Requirement A
Answer these questions about the forum thread:
(i) Where, according to the thread, are supermassive black holes found?
(ii) What range of masses does the thread give for supermassive black holes?
(iii) How much of the book does the thread say is dedicated to Doomspace?

[Start Text excerpt]

The backstory of primoridals driving off the gods sounds familiar though - was that from the 4e setting book? Or am I just having a phantom memory here? I'll need to check when I get some time. Interesting cameo for crystal spheres too.
 

Umbran

Mod Squad
Staff member
Supporter
The gods then detonated the sun and created the Doomed Sun, a Supermassive Black Hole.

The term "supermassive black hole" means something specific to anyone who knows more than a pittance about astronomy. Supermassive black holes are not created from single stars. These are the things found in the cores of galaxies, and have masses ranging from millions to billions of normal stars.

So, really, don't use that word.
 

Charlaquin

Goblin Queen (She/Her/Hers)
The physics of fantasy space are not going to be the same as in our universe. I wouldn't assume that it's an actual black hole that follows the laws of physics - I'd assume at most it's a black hole in a story that follows the rules of science writing in a non hard-SF narrative (i.e. accurate as far as the person writing about it understands it).

It probably leads somewhere. Like to the Negative Material Plane or something.
Ahh, the pitfalls of science fantasy. The closer you get to something scientific, the greater the risk of someone like me “um, actually”ing your magic black space sarlac.
 

Charlaquin

Goblin Queen (She/Her/Hers)
Ok, obviously I haven't seen the final product, but how much is Fyreen just "Athas with a different name"? Is it hot or cold? Mostly dead or still full of life? Psionic rich or magical? Barsoom or Dying Earth?

It sounded at first to Shmark Shmun, but the more I hear, the more it sounds like a different post-Apocalyptic world borrowing some DS ideas and monsters rather than a find/replace name change.

Anyone want to elaborate how close these two worlds actually are?
I think you’re over-estimating the amount of content the book dedicates to Doomspace. It’s just a two-page spread. Someone posted a screen shot of it. That’s it, that’s all there is.

[End Text excerpt]
[Start Extracted records]

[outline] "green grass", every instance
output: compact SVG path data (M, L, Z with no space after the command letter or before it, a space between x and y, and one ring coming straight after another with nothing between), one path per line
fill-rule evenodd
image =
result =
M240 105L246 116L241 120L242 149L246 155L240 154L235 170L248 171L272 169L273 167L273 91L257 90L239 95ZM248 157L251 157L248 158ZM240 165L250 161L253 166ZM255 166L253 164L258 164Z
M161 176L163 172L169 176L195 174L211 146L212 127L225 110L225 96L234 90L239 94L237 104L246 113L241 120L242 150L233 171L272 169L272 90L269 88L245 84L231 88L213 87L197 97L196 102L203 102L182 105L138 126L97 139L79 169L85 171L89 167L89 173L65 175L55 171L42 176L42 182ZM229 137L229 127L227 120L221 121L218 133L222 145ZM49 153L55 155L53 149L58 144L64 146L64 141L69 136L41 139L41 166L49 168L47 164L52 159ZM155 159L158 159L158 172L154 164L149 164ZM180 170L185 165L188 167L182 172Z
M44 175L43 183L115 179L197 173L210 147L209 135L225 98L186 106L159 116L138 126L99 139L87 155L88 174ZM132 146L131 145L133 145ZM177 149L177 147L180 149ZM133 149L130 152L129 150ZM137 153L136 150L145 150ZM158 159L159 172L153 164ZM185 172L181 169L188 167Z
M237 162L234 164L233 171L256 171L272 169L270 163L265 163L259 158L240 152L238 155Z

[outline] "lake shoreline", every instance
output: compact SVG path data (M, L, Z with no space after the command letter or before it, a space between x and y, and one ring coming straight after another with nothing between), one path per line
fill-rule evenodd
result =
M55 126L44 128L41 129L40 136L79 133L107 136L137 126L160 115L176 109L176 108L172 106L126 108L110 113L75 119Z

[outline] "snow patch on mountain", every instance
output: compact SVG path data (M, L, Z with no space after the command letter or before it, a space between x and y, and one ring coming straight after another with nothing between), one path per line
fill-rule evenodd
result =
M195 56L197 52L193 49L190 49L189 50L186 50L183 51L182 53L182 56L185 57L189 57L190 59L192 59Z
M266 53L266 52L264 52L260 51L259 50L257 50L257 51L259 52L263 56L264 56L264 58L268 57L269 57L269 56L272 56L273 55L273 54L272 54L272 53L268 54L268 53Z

[End Extracted records]

Requirement B
State how many lines of the listing contain the word "every". Give only the number.

Task output A
(i) In the cores of galaxies.
(ii) From millions to billions of normal stars.
(iii) A two-page spread.

Task output B
3